Premièrement : En la forme :

Il convient de rejeter le recours en la forme pour les trois motifs suivants :

1- Etant donné qu’il est contraire aux dispositions de l’article 22 de la loi No. 665 datée du 29/12/1997 qui stipule qu’il est impossible d’être en même temps président et membre du Conseil Municipal d’une part et membre de la Chambre des députés d’autre part et que

le chef d’une municipalité ou son adjoint ne peuvent se porter candidats à des élections législatives que deux ans après leur démission ou la fin de leur mandat et étant donné que Mirna Murr est chef de la municipalité de Bteghrine et présidente de l’Union des Municipalités du Metn, sa candidature aux législatives est considérée nulle et non avenue. Par ailleurs, elle ne peut bénéficier des dispositions de l’article 31 de la loi No. 171 datée du 06/01/2000 qui prévoit la possibilité d’une vacance au sein de la Chambre des députés en raison d’un désistement ou d’un décès et la réduction du délai imposé pour l’organisation d’élections urgentes à deux semaines à compter de la date de promulgation du décret convoquant le corps électoral, étant donné que cet article a expressément exclu les chefs et membres des conseils municipaux ainsi que les Mukhtars qui restent sujets aux dispositions de leur propre loi No. 665 datée du 29/12/1997. Elle ne peut également pas bénéficier des dispositions de l’article 29 de la loi No. 171/2000 qui prévoit que le fonctionnaire qui est élu député est tenu de choisir entre la fonction et la députation au cours du mois suivant la déclaration de son élection sous peine de le considérer automatiquement démis de ses fonctions, étant donné que cet article est propre aux petits fonctionnaires qui ne sont pas tenus par la loi de présenter leur démission à l’avance. En somme et dans tous les cas, Mirna Murr n’a pas présenté sa démission de sa fonction en tant que chef de la municipalité de Bteghrine et aucun des documents de son dossier ne prouvent ce fait, d’autant plus qu’elle avait signé un permis de construire en date du 08/07/2002.

2- La nécessité d’intenter le recours dans un délai maximal de 30 jours à compter de la date de proclamation officielle des résultats des élections, alors que la commission supérieure de décompte des voix avait proclamé les résultats le lundi 03/06/2002 au matin, tel que déclaré par le ministre de l’Intérieur au début de la conférence de presse du 04/06/2002. Par conséquent, il convient également de rejeter le recours qui a été intenté le 08/07/2002 étant donné qu’il n’a pas été présenté dans le délai légal.

3- La cession, par Mirna Murr, de son droit d’intenter un recours quant aux résultats des élections et ce étant donné que lorsque son représentant et père, le député Michel Murr a annoncé son retrait et a demandé de déclarer la victoire du député ayant obtenu le nombre de voix directement inférieur, il a également ajouté qu’elle n’intenterait pas de recours auprès du Conseil Constitutionnel, ce qui est considéré une cession de son droit de recours ultérieur contre la victoire dudit candidat. Il s’agit là d’une cession irrévocable, il convient par conséquent de rejeter ledit recours en la forme.

• **CONSIGNES À SUIVRE**
D'après l'extrait de page, quand la commission supérieure de décompte des voix a-t-elle proclamé les résultats des élections ?

• **MATÉRIEL RECUEILLI**
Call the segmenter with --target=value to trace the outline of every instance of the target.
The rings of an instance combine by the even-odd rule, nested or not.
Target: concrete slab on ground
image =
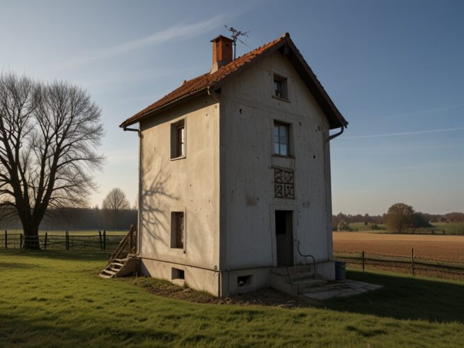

• **RÉSULTAT FINAL**
Le lundi 03/06/2002 au matin.